▸ Kutipan Dokumen:
Kasta,Warna atau Wangsa

raja baliWANGSA WARNA KASTA
Om Swastiastu
Sehabis Pesamuhan Agung di
Mataram Lombok bulan Oktober
2002, yang
menghasilkan tiga bhisama antara lain
masalah "Catur Warna".
tulisan ini menitik beratkan bahwa
Bhisama ini dimaksudkan untuk
meluruskan soal kasta dan sama
sekali tidak menghilangkan
Wangsa.
Setelah membaca postingan Pak Arya
Wiraraja masalah kesulitan
mendaftarkan nama anaknya di
Capil Badung, saya baru sadar
masalah ini ternyata cukup
komplek.
Ada tiga hal yang jalin menjalin
dalam soal ini, yaitu kasta, warna
dan wangsa, yang oleh
kebanyakan orang dianggap satu
dan sama. Padahal masing-masing
sebenarnya berbeda. Oleh karena
itu kita perlu mendapat gambaran
secara ringkas mengenai hal ini.
Untuk yang pertama dan kedua,
kasta dan warna, sudah banyak
didiskusikan. Sedangkan yang
ketiga, wangsa, tampaknya belum
atau sedikit sekali dibahas.
Wangsa di Bali secara umum
adalah pengelompokan orang
berdasarkan keturunan kawitan).
Hampir sama dengan trah di Jawa
(orang Jawa jarang memiliki nama
trah, kecuali Kolopaking dan
Arumbinang), marga di Batak
(Panjaitan, Pangabean, Siregar dll)

▸ Data yang Diberikan:
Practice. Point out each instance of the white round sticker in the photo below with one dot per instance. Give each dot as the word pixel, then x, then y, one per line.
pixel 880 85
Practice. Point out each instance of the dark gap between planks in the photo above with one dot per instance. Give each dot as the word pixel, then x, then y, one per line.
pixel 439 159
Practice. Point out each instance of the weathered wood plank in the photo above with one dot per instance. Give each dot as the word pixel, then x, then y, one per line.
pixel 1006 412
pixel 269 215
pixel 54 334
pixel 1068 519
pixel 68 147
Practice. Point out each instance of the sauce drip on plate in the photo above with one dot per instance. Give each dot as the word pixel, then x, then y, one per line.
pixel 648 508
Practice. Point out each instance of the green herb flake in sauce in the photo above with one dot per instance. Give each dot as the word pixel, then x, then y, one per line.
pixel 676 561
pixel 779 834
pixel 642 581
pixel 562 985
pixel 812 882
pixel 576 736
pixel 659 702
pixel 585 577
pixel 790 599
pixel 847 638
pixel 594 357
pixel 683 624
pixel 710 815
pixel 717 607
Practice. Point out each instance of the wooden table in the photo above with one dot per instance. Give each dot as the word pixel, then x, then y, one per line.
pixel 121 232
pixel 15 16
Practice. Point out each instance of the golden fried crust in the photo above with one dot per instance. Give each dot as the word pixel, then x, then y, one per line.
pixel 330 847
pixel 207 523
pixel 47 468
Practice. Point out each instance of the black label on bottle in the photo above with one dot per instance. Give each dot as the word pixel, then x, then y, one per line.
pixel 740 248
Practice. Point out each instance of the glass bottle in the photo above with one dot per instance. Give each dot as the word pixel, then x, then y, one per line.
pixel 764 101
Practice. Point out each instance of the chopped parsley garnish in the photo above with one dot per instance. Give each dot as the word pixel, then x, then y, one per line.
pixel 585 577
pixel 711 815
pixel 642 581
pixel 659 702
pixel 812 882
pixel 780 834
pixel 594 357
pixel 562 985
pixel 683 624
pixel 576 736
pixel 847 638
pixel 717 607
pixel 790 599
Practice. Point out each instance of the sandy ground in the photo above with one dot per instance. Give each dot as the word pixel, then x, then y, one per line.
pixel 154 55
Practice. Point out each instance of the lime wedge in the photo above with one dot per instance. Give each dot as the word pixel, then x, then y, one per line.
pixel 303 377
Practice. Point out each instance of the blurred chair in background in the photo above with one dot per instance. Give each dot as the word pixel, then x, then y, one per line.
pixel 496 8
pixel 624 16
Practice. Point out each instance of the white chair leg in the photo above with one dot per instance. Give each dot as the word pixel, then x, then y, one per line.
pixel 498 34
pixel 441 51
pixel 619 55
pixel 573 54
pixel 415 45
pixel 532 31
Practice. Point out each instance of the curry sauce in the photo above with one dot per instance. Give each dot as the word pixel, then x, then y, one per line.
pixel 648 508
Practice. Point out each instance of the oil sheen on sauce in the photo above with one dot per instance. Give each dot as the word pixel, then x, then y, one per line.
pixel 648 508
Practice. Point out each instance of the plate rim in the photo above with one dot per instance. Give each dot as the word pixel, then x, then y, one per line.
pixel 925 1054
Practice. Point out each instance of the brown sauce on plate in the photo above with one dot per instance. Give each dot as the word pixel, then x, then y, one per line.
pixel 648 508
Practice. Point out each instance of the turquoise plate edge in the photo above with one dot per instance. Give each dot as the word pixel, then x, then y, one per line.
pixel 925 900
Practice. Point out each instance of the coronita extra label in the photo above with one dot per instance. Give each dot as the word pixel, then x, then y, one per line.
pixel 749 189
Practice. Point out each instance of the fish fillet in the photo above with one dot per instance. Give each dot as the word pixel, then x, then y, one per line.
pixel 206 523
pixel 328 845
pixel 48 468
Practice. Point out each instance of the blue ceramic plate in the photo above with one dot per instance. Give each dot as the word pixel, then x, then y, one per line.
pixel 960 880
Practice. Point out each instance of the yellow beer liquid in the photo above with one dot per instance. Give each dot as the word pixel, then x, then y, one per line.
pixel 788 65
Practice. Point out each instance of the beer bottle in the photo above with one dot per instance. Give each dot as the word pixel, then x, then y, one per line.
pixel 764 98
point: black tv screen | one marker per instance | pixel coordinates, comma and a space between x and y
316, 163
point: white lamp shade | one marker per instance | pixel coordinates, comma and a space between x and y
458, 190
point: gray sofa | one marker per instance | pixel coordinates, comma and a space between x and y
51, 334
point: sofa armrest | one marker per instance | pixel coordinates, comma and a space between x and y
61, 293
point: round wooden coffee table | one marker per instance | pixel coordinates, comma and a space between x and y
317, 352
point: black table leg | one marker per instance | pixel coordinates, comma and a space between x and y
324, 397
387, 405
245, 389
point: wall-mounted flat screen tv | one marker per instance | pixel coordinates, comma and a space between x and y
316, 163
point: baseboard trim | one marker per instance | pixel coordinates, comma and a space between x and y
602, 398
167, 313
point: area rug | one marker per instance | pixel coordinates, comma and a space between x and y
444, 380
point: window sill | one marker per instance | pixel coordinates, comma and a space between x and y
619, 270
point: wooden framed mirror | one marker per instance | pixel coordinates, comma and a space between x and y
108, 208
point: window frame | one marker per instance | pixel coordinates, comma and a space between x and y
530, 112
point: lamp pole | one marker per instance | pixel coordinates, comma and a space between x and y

▸ Uraian Tugas:
Dalam kutipan dokumen, ada hal-hal yang disebut "jalin menjalin" dan dianggap satu dan sama oleh kebanyakan orang. Sebutkan semuanya.

▸ Hasil Pengerjaan:
Kasta, warna, dan wangsa.